TASK BRIEF: Count the lines in the data below that contain the string "running" with matching case, and give only the number.

SUPPLIED RECORDS:
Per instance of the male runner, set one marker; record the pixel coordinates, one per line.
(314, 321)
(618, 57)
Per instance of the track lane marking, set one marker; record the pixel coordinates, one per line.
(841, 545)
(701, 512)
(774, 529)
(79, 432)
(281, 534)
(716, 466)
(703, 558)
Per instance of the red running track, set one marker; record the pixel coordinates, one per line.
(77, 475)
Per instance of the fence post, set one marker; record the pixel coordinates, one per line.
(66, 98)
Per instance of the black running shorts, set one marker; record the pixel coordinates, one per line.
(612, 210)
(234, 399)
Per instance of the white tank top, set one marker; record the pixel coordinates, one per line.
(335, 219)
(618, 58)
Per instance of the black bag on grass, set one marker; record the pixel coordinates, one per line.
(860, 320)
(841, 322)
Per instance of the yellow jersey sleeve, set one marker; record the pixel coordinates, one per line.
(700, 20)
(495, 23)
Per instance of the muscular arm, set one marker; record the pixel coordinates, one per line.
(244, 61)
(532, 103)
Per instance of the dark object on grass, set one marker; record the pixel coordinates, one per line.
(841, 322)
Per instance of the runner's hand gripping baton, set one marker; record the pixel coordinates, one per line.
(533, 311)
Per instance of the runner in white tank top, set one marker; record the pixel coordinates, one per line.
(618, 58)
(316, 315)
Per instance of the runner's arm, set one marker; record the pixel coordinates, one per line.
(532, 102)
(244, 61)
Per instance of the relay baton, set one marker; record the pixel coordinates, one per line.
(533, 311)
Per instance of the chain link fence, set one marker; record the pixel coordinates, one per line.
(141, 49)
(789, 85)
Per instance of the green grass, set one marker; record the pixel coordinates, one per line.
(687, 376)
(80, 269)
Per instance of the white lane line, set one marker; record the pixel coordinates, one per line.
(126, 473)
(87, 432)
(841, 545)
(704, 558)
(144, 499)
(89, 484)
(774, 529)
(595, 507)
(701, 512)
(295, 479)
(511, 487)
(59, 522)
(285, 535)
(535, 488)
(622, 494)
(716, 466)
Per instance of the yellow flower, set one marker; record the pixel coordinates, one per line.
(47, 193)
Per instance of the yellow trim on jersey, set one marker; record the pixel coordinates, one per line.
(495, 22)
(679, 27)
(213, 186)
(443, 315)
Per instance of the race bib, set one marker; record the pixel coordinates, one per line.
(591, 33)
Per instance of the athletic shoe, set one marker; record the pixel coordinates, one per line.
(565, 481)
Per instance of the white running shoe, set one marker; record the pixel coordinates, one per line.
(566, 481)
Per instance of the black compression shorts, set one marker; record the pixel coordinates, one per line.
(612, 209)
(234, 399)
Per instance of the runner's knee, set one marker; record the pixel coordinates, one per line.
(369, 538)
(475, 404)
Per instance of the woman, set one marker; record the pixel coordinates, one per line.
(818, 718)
* * *
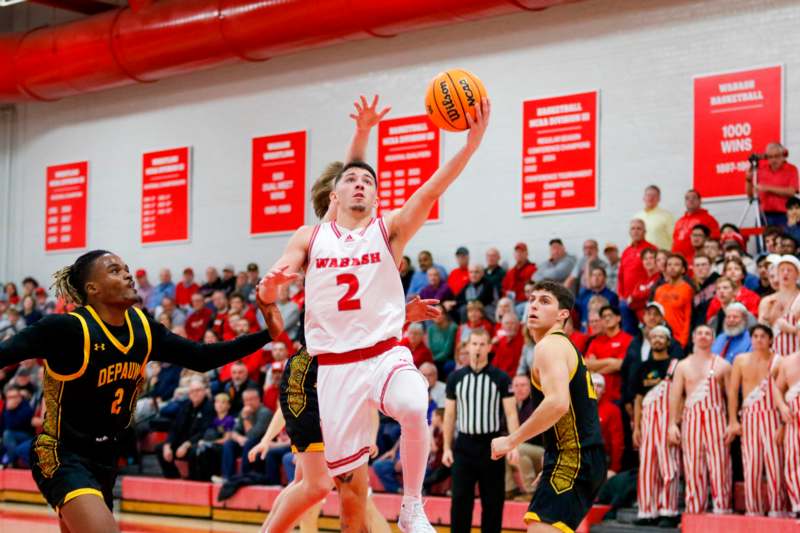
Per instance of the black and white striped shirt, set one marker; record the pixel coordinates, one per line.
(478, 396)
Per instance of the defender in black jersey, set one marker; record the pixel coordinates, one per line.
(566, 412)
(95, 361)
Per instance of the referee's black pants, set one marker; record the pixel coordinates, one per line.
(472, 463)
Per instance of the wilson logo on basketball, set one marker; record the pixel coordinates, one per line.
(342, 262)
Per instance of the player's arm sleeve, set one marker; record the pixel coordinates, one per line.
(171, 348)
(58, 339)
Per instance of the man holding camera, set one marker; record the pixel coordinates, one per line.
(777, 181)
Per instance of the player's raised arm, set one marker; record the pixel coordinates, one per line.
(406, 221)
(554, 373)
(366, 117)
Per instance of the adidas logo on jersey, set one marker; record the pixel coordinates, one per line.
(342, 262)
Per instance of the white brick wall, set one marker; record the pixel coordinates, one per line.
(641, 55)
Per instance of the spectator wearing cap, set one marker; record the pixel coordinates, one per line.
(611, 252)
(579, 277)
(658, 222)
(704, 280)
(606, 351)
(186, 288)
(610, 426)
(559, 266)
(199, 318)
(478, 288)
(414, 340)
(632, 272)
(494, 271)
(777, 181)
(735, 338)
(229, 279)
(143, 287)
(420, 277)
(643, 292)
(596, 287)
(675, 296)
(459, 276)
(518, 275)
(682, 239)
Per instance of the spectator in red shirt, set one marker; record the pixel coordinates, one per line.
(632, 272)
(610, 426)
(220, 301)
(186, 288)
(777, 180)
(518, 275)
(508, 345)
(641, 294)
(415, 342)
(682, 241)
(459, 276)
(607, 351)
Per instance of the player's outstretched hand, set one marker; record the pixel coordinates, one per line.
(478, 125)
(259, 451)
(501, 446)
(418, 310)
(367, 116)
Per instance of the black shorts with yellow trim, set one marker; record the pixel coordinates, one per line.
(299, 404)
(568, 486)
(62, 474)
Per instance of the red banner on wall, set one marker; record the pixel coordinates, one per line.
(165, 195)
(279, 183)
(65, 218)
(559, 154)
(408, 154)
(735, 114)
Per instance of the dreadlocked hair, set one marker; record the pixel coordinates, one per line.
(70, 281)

EXERCISE OUTPUT: 3